____ ENTRIES SUPPLIED

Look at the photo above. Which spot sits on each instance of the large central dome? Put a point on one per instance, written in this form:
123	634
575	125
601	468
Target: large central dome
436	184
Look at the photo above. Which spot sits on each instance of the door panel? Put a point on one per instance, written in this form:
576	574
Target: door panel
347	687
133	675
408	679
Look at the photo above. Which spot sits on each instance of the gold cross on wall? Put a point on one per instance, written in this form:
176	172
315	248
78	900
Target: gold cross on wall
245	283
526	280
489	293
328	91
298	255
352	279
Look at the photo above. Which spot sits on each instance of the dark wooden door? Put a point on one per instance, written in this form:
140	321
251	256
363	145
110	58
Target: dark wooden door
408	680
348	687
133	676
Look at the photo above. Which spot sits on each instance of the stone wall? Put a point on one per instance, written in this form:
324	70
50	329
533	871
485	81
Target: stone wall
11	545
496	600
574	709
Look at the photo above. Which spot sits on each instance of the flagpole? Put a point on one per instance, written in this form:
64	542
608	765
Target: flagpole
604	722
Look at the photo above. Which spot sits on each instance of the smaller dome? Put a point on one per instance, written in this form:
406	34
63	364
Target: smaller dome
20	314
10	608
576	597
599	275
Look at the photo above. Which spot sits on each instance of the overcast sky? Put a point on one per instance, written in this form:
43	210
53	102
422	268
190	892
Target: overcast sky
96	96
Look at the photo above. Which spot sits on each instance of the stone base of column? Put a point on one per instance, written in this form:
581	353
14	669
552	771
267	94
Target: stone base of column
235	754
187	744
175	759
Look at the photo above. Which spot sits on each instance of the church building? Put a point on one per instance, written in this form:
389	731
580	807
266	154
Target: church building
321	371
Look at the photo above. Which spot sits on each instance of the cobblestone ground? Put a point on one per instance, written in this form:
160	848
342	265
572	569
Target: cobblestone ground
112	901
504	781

________

INSTRUCTIONS TO FOLLOW → Transcribe every line of the data, exactly as it stands.

RESPONSE TO THE EXERCISE →
Look at the photo above. Which spot sits on each instance of the large central dome? Put a point on one per instance, written in this form:
123	634
575	125
601	468
Target: large central dome
436	184
Look at the photo above. Which spot sits on each instance of the door panel? Put a point on one per instance, written in this form:
576	574
Target: door panel
347	687
133	675
408	679
Look at the photo above. Which spot sits on each instance of the gold cross on wall? Put a point on one per instance, written in this form:
176	172
315	248
78	900
Target: gold cross on wall
245	283
526	280
489	293
328	91
298	255
352	279
Look at the photo above. Which spot sits on each instance of the dark wooden door? Put a point on one per instance, written in this form:
140	321
251	256
363	145
110	58
Target: dark wooden door
408	680
348	687
133	676
Look at the photo above. Which spot sits on each instance of the stone wall? Put a point on one per instance, written in this form:
324	70
50	329
533	871
485	81
Target: stone wall
11	545
496	600
574	709
Look at the photo above. Which spot sits on each instance of the flagpole? Put a point on one per instance, written in this form:
64	542
608	765
Target: flagpole
604	722
Look at the photo above. Which spot sits on each instance of the smaller dome? Put a point on one per instance, written in this form:
406	34
63	364
Target: smaller dome
20	314
10	608
576	597
599	275
Look at the photo above. Which spot sits on each instance of the overcast sky? Put a point on one per instance, written in this form:
43	210
53	102
422	268
190	892
Target: overcast sky
96	96
Look at the photo above. Which spot sits on each instance of the stone base of column? Put a point on one per instance, written in this form:
581	353
14	669
552	771
267	94
Target: stone base of column
235	754
187	744
175	759
Look at the photo above. Which spot sits on each instance of the church building? Put a point on one per instance, written in this form:
389	731
580	807
266	154
Target: church building
321	371
Look at the photo above. Which spot sits on each instance of the cobblestone ground? Put a point on one per instance, written in this form:
160	848
342	265
572	569
Target: cobblestone ground
112	901
504	781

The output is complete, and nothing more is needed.